INSTRUCTIONS FOR THE TASK: Swap "stone pillar" for "brick column" in the lines between the one holding "The automated pipeline tagged man" and the one holding "[350,243,428,350]", inclusive. Give back only those lines, with everything else unchanged.

DATASET EXTRACT:
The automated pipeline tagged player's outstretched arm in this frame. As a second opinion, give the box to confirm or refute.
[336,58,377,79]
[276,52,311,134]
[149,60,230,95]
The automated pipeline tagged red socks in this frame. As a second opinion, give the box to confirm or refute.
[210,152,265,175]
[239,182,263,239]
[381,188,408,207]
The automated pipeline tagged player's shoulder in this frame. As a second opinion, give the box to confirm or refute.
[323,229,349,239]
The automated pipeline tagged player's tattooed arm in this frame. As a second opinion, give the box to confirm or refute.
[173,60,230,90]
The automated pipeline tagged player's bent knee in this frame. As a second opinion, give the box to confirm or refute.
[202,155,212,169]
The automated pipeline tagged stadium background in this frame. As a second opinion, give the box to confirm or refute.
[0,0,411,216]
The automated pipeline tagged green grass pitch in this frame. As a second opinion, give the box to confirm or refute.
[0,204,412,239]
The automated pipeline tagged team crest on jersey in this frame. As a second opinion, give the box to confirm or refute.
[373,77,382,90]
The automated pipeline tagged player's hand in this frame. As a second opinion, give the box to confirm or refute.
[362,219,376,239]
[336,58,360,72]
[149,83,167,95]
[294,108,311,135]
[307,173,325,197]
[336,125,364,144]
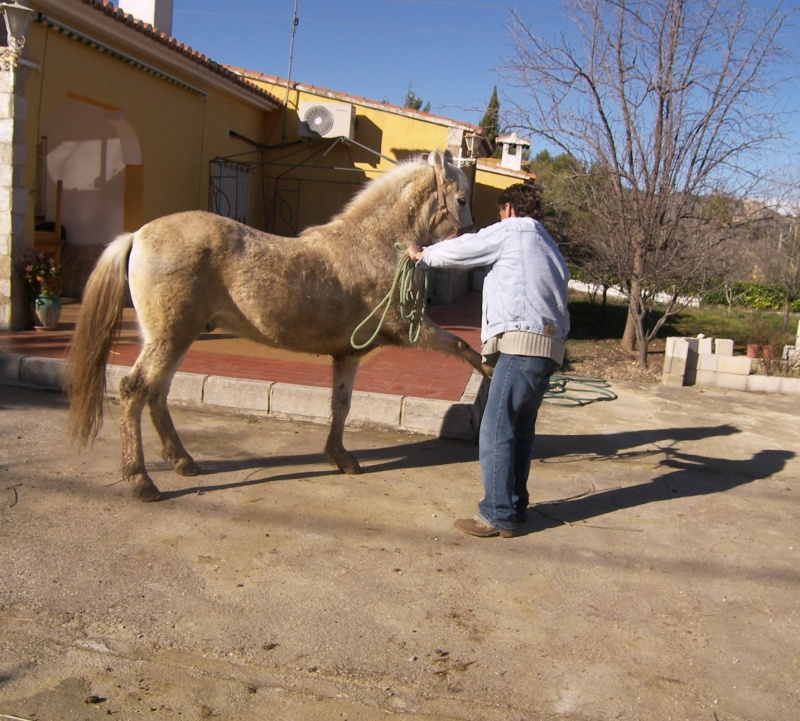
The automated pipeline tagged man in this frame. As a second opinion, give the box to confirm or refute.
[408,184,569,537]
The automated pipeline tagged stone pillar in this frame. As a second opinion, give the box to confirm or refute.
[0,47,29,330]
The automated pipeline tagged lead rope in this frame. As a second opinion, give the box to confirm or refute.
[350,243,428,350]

==

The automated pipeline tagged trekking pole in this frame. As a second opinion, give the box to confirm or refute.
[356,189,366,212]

RESPONSE TO THE EXERCISE:
The automated pipeline tagged man in this frame. As a second opinion, give the box to confirm or refute.
[408,184,569,537]
The automated pipeline tagged brick column in this frame. As a second opinion, give the box to confirm or refute.
[0,47,29,330]
The automated pipeline tagged lead rope in this frame. As a second opinion, give the box to confirm or refute.
[350,243,428,350]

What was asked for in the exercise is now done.